Goal of the exercise:
Repeat exactly, and only, the lines below starting at the line that contains "At your convenience, please detect the butterfly head" and ending at the line that contains "At your convenience, please detect the fern", inclusive of both.

########################################

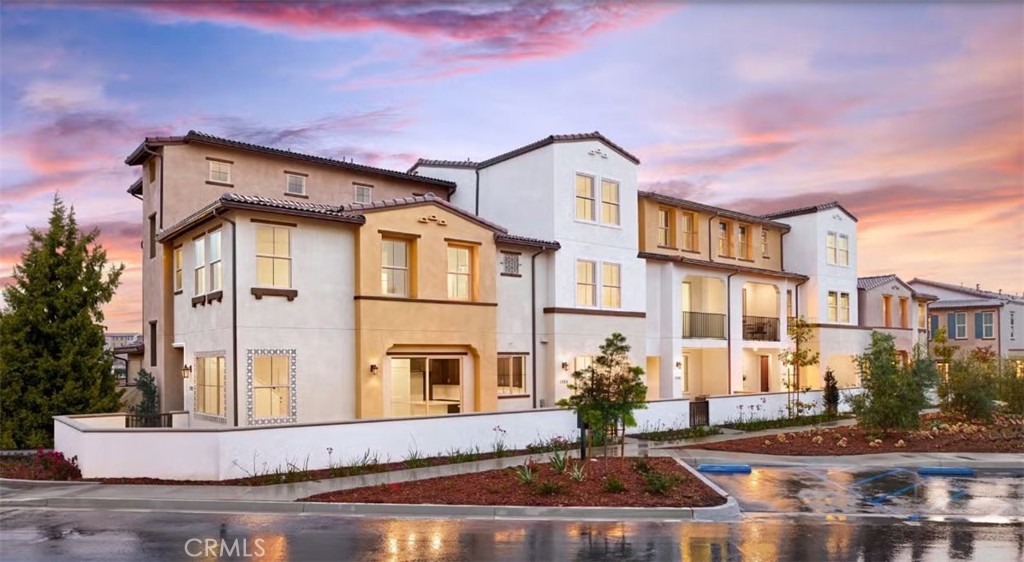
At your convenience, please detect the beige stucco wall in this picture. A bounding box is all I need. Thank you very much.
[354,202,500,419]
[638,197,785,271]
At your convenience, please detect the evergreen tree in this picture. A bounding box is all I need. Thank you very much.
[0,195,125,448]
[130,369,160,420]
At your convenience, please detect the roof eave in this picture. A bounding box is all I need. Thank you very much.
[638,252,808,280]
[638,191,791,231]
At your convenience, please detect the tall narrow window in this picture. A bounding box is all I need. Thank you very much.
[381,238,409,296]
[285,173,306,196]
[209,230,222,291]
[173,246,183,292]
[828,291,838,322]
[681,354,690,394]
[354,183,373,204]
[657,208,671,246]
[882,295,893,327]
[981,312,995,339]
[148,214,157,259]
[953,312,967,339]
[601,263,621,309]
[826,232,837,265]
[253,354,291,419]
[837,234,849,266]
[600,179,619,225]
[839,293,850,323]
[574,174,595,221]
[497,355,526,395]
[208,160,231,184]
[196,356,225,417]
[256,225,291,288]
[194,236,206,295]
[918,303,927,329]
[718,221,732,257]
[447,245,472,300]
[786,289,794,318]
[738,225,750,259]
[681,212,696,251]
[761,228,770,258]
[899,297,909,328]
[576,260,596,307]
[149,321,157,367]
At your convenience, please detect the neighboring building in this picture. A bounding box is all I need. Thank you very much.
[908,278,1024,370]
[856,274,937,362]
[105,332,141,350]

########################################

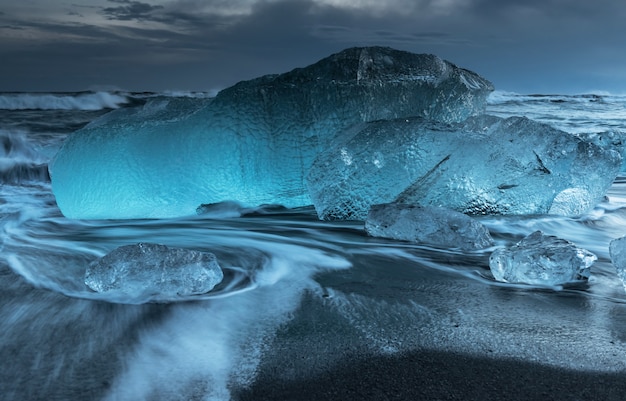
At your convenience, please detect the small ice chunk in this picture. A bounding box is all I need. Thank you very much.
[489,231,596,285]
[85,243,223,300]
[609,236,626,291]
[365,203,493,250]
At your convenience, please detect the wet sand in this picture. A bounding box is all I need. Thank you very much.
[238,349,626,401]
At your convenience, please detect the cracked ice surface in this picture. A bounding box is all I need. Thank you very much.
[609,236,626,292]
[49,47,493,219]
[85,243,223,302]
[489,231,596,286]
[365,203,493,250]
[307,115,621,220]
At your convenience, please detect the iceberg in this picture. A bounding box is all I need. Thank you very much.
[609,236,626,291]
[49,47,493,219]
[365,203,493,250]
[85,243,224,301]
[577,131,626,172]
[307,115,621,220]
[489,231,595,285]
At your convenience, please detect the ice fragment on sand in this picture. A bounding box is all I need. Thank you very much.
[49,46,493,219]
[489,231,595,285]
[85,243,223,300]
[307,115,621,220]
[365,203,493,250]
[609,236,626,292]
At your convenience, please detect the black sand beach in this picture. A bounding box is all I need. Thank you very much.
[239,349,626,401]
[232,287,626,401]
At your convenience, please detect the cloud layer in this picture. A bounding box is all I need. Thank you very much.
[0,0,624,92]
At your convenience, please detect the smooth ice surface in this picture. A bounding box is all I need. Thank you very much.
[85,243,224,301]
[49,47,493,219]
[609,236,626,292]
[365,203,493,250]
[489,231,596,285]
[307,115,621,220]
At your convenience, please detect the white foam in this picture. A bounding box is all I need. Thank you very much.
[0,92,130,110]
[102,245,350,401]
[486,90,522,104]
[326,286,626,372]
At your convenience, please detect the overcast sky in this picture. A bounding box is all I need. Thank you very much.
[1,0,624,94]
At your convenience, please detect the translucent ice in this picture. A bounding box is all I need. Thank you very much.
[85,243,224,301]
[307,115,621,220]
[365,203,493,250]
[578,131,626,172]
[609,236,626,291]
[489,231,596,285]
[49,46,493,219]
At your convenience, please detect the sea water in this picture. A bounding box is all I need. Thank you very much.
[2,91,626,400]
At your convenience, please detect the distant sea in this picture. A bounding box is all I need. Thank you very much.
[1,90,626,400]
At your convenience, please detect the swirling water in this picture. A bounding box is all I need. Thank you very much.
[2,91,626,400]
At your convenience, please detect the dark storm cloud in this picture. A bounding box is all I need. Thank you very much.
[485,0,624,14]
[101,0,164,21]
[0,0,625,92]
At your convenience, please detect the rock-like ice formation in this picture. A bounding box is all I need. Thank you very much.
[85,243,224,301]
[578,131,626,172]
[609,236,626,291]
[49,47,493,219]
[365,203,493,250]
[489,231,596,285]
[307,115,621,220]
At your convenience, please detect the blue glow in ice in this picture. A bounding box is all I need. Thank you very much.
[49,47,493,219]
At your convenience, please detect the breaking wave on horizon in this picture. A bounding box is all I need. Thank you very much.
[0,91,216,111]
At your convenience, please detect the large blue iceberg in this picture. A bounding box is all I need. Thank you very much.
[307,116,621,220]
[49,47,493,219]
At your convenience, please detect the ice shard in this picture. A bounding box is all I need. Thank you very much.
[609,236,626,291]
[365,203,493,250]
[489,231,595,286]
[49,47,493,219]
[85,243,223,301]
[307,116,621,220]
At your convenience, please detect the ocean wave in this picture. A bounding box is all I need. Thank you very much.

########################################

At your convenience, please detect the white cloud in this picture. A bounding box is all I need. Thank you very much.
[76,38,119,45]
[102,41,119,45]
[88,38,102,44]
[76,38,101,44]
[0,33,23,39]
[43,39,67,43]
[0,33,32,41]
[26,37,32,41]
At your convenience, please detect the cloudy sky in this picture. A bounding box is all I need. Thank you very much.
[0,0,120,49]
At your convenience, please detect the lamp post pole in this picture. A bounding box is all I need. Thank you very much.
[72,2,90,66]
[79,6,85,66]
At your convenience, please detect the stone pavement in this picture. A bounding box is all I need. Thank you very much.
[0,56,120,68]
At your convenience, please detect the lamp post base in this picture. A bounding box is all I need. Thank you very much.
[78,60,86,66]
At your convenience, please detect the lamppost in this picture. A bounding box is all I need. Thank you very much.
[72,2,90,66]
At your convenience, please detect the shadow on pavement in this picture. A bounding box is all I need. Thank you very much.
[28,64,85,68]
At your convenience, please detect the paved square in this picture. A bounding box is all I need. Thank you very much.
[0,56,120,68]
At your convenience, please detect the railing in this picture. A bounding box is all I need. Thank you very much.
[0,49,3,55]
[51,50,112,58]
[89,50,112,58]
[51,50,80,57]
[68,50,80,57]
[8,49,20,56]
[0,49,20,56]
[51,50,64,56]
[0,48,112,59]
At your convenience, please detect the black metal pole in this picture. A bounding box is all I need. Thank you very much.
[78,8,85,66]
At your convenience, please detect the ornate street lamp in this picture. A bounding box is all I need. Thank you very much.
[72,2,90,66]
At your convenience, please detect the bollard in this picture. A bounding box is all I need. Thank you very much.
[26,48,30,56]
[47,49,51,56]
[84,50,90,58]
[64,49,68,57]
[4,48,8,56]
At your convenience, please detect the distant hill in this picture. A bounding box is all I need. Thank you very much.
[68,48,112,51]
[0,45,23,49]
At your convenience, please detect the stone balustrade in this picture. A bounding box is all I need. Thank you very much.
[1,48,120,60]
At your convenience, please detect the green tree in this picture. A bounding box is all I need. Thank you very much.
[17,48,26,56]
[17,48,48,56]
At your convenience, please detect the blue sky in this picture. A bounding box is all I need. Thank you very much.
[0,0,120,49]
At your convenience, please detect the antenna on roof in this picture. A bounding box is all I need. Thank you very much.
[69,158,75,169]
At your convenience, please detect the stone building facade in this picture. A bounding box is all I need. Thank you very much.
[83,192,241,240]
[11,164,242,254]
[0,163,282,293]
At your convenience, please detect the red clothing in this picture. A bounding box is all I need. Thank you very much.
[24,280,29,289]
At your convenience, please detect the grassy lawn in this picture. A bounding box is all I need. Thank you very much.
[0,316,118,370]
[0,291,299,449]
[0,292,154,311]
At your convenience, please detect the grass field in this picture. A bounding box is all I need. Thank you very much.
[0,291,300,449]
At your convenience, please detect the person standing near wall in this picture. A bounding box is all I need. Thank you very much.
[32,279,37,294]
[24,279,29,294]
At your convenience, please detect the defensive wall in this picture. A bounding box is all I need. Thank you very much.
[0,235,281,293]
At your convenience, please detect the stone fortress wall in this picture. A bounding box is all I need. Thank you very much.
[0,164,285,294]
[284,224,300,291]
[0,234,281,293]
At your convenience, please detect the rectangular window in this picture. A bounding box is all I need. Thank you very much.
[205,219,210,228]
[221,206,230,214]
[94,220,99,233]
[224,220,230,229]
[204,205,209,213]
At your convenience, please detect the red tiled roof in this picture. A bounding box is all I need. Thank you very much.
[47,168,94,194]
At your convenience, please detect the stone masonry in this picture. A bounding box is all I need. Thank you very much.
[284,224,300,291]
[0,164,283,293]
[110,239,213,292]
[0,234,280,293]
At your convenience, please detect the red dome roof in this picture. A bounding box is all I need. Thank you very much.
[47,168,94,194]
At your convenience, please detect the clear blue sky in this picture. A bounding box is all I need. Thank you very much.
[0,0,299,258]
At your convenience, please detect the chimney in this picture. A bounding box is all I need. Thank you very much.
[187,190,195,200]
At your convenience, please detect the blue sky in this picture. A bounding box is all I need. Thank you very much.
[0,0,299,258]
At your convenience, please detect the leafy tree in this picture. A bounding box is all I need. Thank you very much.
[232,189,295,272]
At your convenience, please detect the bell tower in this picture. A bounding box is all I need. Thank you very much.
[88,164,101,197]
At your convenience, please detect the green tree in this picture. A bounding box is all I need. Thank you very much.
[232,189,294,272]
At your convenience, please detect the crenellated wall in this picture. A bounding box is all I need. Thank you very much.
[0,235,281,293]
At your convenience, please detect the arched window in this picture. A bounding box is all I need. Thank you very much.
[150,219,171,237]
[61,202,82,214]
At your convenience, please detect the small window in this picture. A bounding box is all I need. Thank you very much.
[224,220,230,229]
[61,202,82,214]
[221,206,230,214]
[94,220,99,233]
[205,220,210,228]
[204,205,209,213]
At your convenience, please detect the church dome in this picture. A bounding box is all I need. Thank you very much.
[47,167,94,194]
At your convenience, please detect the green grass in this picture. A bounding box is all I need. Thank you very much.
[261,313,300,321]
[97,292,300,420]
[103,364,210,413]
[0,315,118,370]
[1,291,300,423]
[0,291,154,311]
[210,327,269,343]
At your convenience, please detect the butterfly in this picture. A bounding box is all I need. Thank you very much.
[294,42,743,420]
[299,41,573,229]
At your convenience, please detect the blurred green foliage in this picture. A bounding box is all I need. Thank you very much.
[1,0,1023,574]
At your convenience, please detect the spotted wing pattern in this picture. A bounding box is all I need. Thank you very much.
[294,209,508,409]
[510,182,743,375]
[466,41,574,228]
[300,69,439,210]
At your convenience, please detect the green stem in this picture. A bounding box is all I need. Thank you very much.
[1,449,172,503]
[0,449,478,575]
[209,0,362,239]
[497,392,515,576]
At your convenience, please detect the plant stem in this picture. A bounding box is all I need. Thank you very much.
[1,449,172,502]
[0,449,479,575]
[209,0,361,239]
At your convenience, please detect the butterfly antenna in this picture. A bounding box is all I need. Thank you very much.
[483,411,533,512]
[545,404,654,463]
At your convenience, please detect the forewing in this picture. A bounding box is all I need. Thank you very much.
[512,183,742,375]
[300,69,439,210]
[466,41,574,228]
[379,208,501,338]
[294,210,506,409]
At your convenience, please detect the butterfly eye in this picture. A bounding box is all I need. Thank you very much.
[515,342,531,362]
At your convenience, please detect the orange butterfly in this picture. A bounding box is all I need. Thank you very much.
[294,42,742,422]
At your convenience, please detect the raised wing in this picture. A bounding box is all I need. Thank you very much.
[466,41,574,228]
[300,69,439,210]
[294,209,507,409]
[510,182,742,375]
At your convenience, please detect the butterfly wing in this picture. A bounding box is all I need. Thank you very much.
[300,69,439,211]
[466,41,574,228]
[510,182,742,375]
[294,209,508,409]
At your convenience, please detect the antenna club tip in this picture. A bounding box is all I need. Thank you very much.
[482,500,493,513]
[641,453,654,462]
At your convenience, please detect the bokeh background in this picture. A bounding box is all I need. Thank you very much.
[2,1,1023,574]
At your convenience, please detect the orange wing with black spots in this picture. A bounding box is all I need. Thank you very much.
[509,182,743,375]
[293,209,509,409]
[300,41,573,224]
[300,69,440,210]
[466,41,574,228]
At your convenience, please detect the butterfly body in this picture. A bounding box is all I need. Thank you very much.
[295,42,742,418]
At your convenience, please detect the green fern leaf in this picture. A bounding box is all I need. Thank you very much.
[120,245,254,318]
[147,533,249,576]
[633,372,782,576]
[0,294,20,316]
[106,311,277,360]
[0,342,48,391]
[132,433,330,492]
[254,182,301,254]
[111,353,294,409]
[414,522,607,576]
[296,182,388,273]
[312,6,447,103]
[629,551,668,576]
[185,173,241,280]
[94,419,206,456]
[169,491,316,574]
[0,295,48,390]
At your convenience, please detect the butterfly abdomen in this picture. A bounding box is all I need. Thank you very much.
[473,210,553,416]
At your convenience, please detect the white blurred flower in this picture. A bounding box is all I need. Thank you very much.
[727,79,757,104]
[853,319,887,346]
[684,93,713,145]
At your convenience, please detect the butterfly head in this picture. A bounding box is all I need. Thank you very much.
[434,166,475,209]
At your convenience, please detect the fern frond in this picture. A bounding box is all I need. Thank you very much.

########################################

Solution:
At your convenience, please detect the butterfly head in this picture. A bounding box is all I need. Thank you very much.
[434,166,475,209]
At your convenience, please detect the fern frond in this picture. A bounding box is all I need. Thank you very much.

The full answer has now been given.